## GIVEN PROBLEM
Starting at the line containing "upper gallery arch?" and ending at the line containing "[0,53,450,199]", reproduce every line of the data below. Change only the bounding-box coordinates in the answers: multiply each by 0.75 and round to a whole number, with halves rounded up.

Entries from an annotation dataset
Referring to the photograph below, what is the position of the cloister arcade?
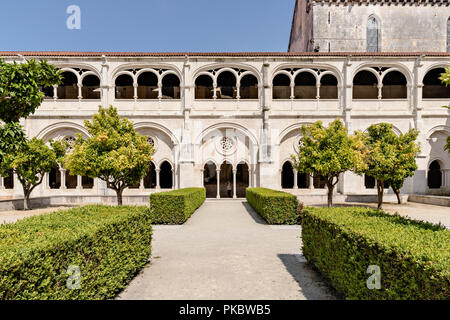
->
[37,67,450,100]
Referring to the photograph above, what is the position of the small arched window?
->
[115,74,134,99]
[217,71,237,99]
[367,17,380,52]
[447,18,450,52]
[320,74,338,99]
[381,71,408,99]
[161,73,180,99]
[272,74,291,99]
[240,74,258,99]
[281,161,294,189]
[294,71,317,99]
[195,74,214,99]
[353,70,378,99]
[81,74,100,99]
[58,71,78,99]
[422,68,450,99]
[137,72,159,99]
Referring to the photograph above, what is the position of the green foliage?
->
[150,188,206,224]
[302,207,450,300]
[360,123,420,208]
[245,188,300,224]
[0,122,26,168]
[0,60,62,123]
[0,138,61,210]
[64,106,154,205]
[292,119,362,206]
[439,67,450,86]
[0,206,152,300]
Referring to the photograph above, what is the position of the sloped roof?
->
[0,51,450,57]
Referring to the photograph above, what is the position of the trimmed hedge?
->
[246,188,299,224]
[0,206,152,300]
[150,188,206,224]
[302,207,450,300]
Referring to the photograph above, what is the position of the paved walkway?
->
[118,200,335,300]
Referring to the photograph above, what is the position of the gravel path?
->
[334,202,450,229]
[118,200,336,300]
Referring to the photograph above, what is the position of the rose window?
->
[147,137,155,147]
[64,137,76,150]
[220,137,234,152]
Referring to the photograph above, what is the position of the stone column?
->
[155,169,161,190]
[158,80,162,100]
[213,82,217,100]
[77,176,83,190]
[100,56,109,108]
[290,80,295,100]
[133,82,138,101]
[292,169,298,189]
[233,169,237,199]
[59,169,67,190]
[42,172,50,189]
[172,169,176,190]
[53,84,58,100]
[216,169,220,199]
[78,83,83,100]
[308,174,314,190]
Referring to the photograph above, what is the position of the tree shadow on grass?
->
[277,254,343,300]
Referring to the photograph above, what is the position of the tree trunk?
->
[327,182,334,208]
[116,189,123,207]
[377,180,384,210]
[23,190,31,211]
[392,189,402,204]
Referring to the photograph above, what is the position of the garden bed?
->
[150,188,206,225]
[246,188,300,225]
[0,206,152,300]
[302,207,450,300]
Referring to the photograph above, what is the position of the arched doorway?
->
[49,167,61,189]
[428,161,442,189]
[159,161,173,189]
[220,161,234,199]
[236,163,250,198]
[144,162,156,189]
[203,162,217,198]
[281,161,294,189]
[297,172,309,189]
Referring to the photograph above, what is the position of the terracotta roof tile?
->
[0,51,450,57]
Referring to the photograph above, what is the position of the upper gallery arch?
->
[272,65,342,99]
[41,64,102,100]
[112,65,182,99]
[194,64,261,99]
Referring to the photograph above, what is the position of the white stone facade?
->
[0,53,450,199]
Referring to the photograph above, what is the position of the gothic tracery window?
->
[367,17,380,52]
[447,18,450,52]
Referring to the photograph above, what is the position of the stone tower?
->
[289,0,450,52]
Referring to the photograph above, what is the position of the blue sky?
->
[0,0,295,52]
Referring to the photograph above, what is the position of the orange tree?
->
[63,106,154,206]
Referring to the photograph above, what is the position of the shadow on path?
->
[243,202,267,225]
[278,254,342,300]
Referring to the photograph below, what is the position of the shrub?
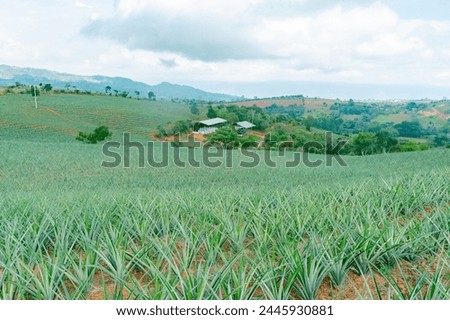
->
[76,126,112,144]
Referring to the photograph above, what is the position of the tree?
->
[31,86,41,97]
[395,121,423,138]
[75,126,112,144]
[189,104,200,116]
[303,115,316,131]
[206,105,217,119]
[119,91,129,98]
[42,83,53,92]
[352,132,376,156]
[375,131,398,153]
[400,141,430,152]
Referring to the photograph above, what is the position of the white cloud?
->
[75,1,94,9]
[0,0,450,97]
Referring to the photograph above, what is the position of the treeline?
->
[4,82,156,101]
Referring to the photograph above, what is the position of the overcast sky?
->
[0,0,450,98]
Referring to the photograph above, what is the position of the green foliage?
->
[208,127,239,149]
[206,106,217,119]
[0,138,450,300]
[42,83,53,92]
[189,104,200,116]
[400,141,430,152]
[0,93,192,142]
[239,135,260,148]
[30,86,41,97]
[395,121,423,138]
[147,91,156,101]
[76,126,112,144]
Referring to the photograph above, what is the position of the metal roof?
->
[200,118,227,127]
[236,121,255,129]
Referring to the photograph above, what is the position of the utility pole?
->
[33,86,37,109]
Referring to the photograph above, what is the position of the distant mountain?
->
[0,65,238,101]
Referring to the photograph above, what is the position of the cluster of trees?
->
[206,105,273,130]
[105,86,156,100]
[75,126,112,144]
[156,120,194,139]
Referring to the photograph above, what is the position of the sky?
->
[0,0,450,99]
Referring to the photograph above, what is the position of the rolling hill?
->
[0,65,237,101]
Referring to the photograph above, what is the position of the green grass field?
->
[0,96,450,299]
[0,94,191,142]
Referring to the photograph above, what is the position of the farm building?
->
[195,118,227,134]
[235,121,255,135]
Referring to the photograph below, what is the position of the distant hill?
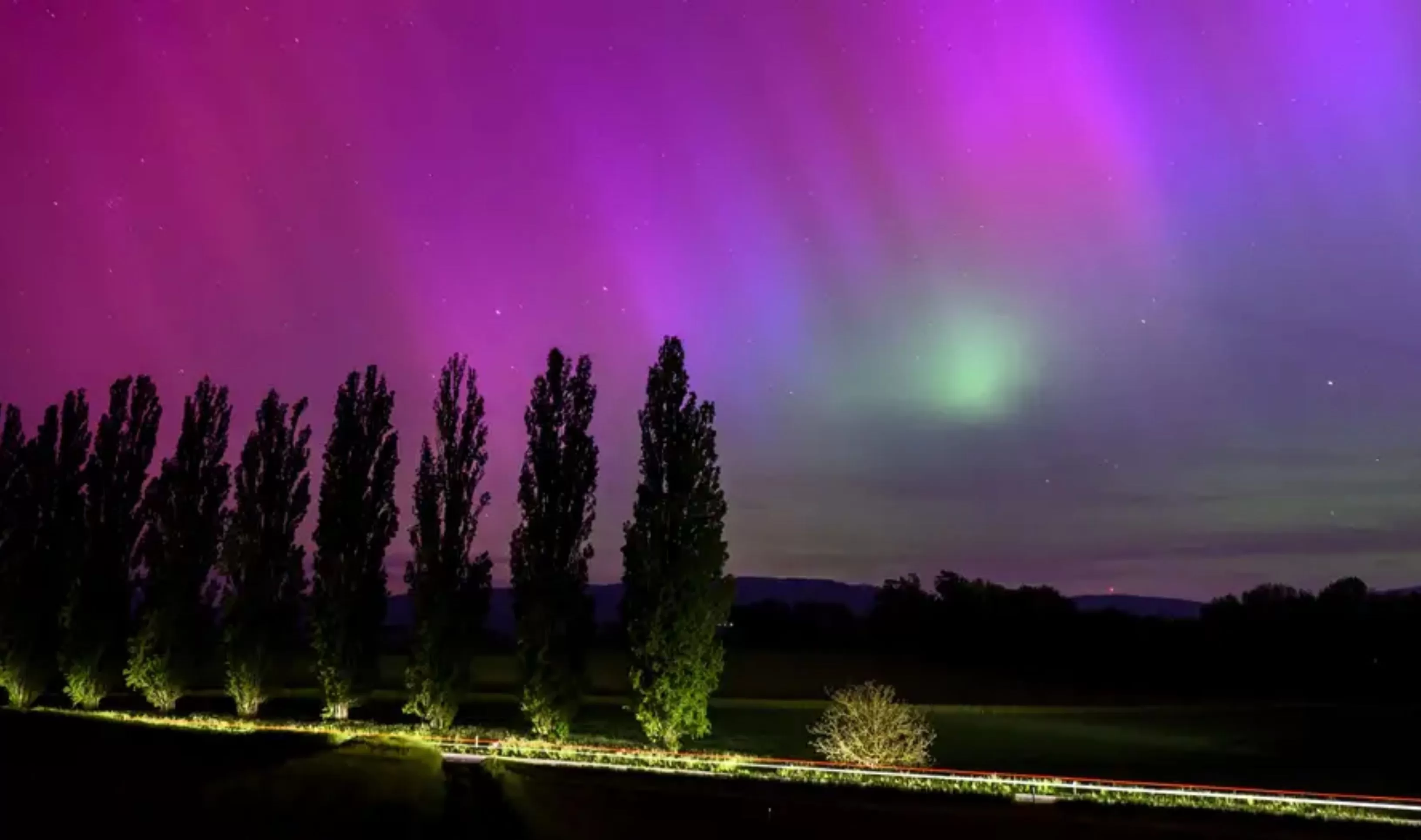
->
[1071,595,1204,618]
[385,577,1202,632]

## ANSWER BELOW
Referring to the photograph above, what is the position of the upper gallery arch?
->
[204,49,257,74]
[31,48,77,75]
[84,49,137,74]
[146,48,196,74]
Referring to the photograph above, what is the position of the white stone facade?
->
[0,40,338,149]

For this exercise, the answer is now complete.